* Estratto dell'intervista
______________________________

L’unico mio interesse era la reazione di mio fratello che mi ha scritto dopo che non ci parlavamo da due anni e mi ha ringraziato perché gli ho raccontato qualcosa che credeva perduto. Mi ha detto addirittura che era stata bellissima l’idea di far sequestrare papà … peccato che non sia un’invenzione! Lui però non si ricordava, aveva rimosso tutta l’infanzia perciò non avevamo più quello che ci legava. Ora mi difende dagli altri parenti che invece sono tutti offesi. Gli ho raccontato la parte di vita che mancava, momenti anche di gioia, sentimento e leggerezza e forse circoscrivendo i dolori ho messo in qualche modo un po’ di ordine. Non lo so, forse è stato rassicurante.
Il fatto di fare dei nomi dell’Italia di quel tempo, da Gelli a Fanfani per esempio, nasce da una scelta precisa di denuncia di una situazione?

______________________________

[Righe del dataset per l'indicazione di oggetti]
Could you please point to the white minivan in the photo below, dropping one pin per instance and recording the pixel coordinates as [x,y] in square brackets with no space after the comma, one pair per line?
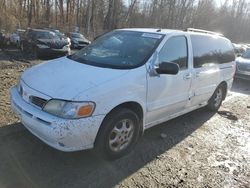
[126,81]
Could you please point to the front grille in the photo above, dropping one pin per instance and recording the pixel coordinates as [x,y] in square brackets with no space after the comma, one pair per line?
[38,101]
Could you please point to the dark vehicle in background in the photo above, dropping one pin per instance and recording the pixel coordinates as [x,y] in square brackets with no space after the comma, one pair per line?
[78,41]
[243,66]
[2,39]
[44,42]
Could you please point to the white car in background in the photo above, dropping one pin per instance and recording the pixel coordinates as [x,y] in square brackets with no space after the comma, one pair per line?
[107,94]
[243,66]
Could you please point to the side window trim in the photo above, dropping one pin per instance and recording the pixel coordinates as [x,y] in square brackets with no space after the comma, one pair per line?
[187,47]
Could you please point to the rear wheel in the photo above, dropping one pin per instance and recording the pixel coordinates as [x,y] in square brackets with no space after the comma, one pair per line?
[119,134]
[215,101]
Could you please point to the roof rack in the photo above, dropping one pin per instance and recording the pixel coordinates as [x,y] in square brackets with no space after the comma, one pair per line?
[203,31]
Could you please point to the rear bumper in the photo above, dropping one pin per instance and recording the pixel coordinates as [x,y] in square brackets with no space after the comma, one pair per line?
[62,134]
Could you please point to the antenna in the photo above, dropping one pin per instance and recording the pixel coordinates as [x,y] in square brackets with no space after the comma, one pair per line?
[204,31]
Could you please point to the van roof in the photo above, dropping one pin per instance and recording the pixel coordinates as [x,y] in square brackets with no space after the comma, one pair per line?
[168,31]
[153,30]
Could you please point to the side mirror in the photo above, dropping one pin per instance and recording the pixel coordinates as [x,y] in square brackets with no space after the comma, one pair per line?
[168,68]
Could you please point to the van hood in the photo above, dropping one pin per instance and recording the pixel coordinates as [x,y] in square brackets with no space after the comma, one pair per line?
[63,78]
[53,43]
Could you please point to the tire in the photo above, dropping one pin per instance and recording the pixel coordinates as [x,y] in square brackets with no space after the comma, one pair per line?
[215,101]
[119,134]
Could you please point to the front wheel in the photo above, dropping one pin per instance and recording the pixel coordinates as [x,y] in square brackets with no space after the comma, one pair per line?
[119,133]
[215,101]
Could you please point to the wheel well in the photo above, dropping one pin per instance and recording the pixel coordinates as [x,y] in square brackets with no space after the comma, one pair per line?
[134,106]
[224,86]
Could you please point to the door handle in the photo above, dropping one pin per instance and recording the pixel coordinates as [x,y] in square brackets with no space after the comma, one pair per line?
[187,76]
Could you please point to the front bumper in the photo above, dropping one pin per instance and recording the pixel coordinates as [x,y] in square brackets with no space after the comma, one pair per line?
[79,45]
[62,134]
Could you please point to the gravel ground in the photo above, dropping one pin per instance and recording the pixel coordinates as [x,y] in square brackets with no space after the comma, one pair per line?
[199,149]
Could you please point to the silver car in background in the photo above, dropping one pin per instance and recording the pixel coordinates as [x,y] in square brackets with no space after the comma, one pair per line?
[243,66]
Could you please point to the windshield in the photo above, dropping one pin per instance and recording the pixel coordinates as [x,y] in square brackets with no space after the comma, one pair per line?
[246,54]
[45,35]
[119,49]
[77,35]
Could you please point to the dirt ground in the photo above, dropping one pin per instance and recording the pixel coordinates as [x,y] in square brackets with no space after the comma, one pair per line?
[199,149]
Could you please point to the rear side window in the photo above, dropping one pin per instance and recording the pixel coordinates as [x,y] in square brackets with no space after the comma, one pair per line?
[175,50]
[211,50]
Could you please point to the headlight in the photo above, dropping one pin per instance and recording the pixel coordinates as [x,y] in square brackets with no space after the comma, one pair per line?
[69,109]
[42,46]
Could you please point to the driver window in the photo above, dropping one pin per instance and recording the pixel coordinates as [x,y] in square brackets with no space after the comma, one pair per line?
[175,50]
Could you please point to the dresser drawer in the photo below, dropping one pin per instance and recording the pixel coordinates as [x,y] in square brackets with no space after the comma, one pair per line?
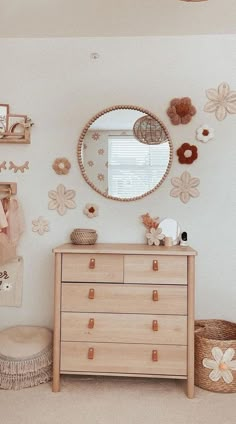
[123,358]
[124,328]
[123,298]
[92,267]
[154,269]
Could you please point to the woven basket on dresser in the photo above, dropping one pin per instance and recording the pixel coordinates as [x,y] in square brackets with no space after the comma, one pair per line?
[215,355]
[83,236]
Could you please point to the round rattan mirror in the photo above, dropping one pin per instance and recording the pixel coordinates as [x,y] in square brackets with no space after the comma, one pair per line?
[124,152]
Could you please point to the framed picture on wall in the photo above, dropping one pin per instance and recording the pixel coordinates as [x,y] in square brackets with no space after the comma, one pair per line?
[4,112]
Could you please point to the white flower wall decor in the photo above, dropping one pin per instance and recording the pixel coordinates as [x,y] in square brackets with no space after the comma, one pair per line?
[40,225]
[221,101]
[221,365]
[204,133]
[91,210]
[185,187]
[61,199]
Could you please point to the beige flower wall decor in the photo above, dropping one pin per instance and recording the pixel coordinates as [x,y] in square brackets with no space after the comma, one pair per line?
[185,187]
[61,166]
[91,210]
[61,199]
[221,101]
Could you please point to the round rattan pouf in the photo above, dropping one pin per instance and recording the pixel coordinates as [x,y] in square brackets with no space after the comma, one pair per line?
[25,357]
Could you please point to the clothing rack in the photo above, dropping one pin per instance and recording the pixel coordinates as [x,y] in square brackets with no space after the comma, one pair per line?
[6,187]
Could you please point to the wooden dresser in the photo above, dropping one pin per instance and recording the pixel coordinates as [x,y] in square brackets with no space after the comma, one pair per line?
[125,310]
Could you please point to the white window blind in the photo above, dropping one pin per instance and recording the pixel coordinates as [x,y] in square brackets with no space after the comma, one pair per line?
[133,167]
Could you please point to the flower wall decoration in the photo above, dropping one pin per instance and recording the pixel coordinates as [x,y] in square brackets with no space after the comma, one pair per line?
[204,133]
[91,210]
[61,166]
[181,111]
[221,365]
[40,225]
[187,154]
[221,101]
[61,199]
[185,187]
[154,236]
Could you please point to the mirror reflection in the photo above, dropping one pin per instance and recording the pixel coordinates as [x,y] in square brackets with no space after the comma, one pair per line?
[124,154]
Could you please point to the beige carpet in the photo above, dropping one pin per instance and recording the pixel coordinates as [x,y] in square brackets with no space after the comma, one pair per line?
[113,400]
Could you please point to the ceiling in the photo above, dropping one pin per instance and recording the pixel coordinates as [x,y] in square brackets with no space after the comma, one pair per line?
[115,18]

______________________________

* Elenco dei compiti
#1 Raccogli tutte le righe che contengono la parola "drawer", distinguendo tra maiuscole e minuscole.
#2 Prosegui per favore l'estratto dell'intervista, partendo subito dopo la sua ultima frase.
L'estratto dell'intervista e le righe sono materiali indipendenti tra loro.

* I risultati
#1
Could you please point to the dresser drawer in the photo below, dropping one pin per instance and recording the pixel coordinates as [x,y] in square brackets with no space after the comma, one pair per line?

#2
Volevo alludere a un mondo che non aveva motivo per essere a Orbetello, non volevo fare denuncia ma descrivere questa specie di rete, per cui mi sarebbe piaciuto metterne anche di più, ma non ho avuto il permesso. Racconto quello che vedevo, senza dare spiegazioni. Il mio intento era raccontare la convivenza con questo lato buio e misterioso per la bambina di allora. Penso che la letteratura viva in uno spazio che non è quello dell’indagine.
Dopo tutto la sofferenza psicologica e il dolore che ha subito c’è qualcosa da cui vuole difendere sua figlia?
Io sono pronta a intervenire per qualsiasi cosa, mi dà fastidio se qualcuno le dice che è brutta, com’è successo. Sarei andata direttamente da quel bambino e gliele avrei cantate chiare, ma lei me lo ha impedito. Vorrei che non avesse complessi, ma mi stupisce perché in realtà ha una grande resistenza.
Come vive l’interesse che ha suscitato questo suo romanzo?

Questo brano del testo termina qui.